(Items from a dataset)
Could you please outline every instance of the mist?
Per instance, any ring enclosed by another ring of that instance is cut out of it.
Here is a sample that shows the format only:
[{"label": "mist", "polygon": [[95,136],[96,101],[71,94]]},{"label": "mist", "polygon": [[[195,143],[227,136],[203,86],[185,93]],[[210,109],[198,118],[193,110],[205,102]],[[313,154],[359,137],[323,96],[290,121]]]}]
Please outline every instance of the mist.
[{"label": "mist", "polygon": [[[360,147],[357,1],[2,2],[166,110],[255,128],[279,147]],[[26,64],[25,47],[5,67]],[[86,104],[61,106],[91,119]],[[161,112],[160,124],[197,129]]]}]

## [What to produce]
Rescale the records above by multiplying every polygon coordinate in the answers by 2.55 and rounding to whole numbers, with halves rounded up. Give all the lines again, requests included, and leave the requests and their format sample unchanged.

## [Solution to this task]
Could you please outline every instance of the mist?
Per instance, any ring enclosed by another ring of that instance is cut out of it.
Here is a sample that shows the format only:
[{"label": "mist", "polygon": [[95,136],[96,101],[71,94]]},{"label": "mist", "polygon": [[[195,143],[227,136],[203,86],[185,93]],[[210,109],[198,118],[193,110],[205,102]],[[313,154],[359,137],[323,96],[290,121]]]}]
Please outline every instance of the mist.
[{"label": "mist", "polygon": [[[918,375],[910,3],[5,5],[423,281],[650,326],[711,375]],[[66,163],[64,120],[13,171]],[[219,265],[156,270],[232,303]],[[411,286],[408,316],[502,329]]]}]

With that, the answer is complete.